Reading passage:
> ## Documentation Index
> Fetch the complete documentation index at: https://docs.blackbox.ai/llms.txt
> Use this file to discover all available pages before exploring further.

# Parameters

> Learn about all available parameters for BLACKBOX AI API requests. Configure temperature, max tokens, top_p, and other model-specific settings.

Sampling parameters shape the token generation process of the model. You may send any parameters from the following list, as well as others, to BLACKBOX AI.

BLACKBOX AI will default to the values listed below if certain parameters are absent from your request (for example, `temperature` to 1.0). We will also transmit some provider-specific parameters, such as `safe_prompt` for Mistral or `raw_mode` for Hyperbolic directly to the respective providers if specified.

## Temperature

* Key: `temperature`

* Optional, **float**, 0.0 to 2.0

* Default: 1.0

This setting influences the variety in the model's responses. Lower values lead to more predictable and typical responses, while higher values encourage more diverse and less common responses. At 0, the model always gives the same response for a given input.

## Top P

* Key: `top_p`

* Optional, **float**, 0.0 to 1.0

* Default: 1.0

This setting limits the model's choices to a percentage of likely tokens: only the top tokens whose probabilities add up to P. A lower value makes the model's responses more predictable, while the default setting allows for a full range of token choices. Think of it like a dynamic Top-K.

## Top K

* Key: `top_k`

* Optional, **integer**, 0 or above

* Default: 0

This limits the model's choice of tokens at each step, making it choose from a smaller set. A value of 1 means the model will always pick the most likely next token, leading to predictable results. By default this setting is disabled, making the model to consider all choices.

## Frequency Penalty

* Key: `frequency_penalty`

* Optional, **float**, -2.0 to 2.0

* Default: 0.0

This setting aims to control the repetition of tokens based on how often they appear in the input. It tries to use less frequently those tokens that appear more in the input, proportional to how frequently they occur. Token penalty scales with the number of occurrences. Negative values will encourage token reuse.

## Presence Penalty

* Key: `presence_penalty`

* Optional, **float**, -2.0 to 2.0

* Default: 0.0

Adjusts how often the model repeats specific tokens already used in the input. Higher values make such repetition less likely, while negative values do the opposite. Token penalty does not scale with the number of occurrences. Negative values will encourage token reuse.

## Repetition Penalty

* Key: `repetition_penalty`

* Optional, **float**, 0.0 to 2.0

* Default: 1.0

Helps to reduce the repetition of tokens from the input. A higher value makes the model less likely to repeat tokens, but too high a value can make the output less coherent (often with run-on sentences that lack small words). Token penalty scales based on original token's probability.

## Min P

* Key: `min_p`

* Optional, **float**, 0.0 to 1.0

* Default: 0.0

Represents the minimum probability for a token to be
considered, relative to the probability of the most likely token. (The value changes depending on the confidence level of the most probable token.) If your Min-P is set to 0.1, that means it will only allow for tokens that are at least 1/10th as probable as the best possible option.

Supplied information:
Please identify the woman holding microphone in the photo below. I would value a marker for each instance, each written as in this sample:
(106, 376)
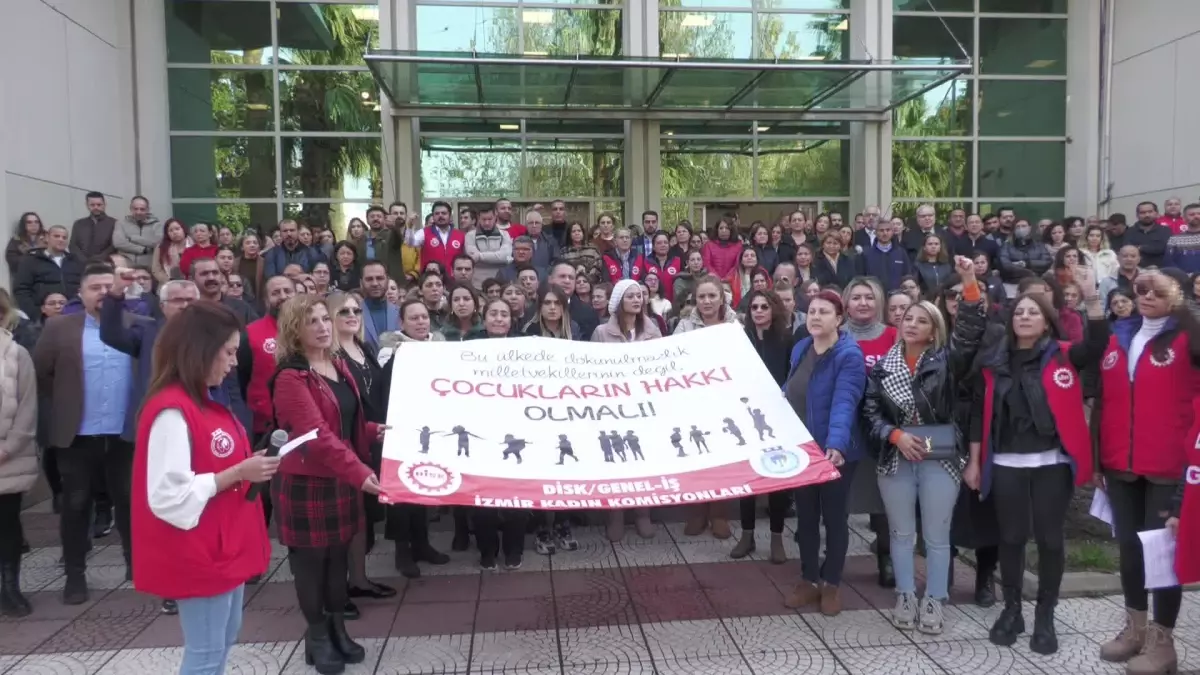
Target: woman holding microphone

How to complete this task:
Answer from the parameters page:
1. What is the default value of `top_k`?
2. What range of values does `frequency_penalty` accept?
3. Which provider-specific parameter is given for Mistral?
Rely solely on the parameters page, not on the listing.

Output of the task:
1. 0
2. -2.0 to 2.0
3. `safe_prompt`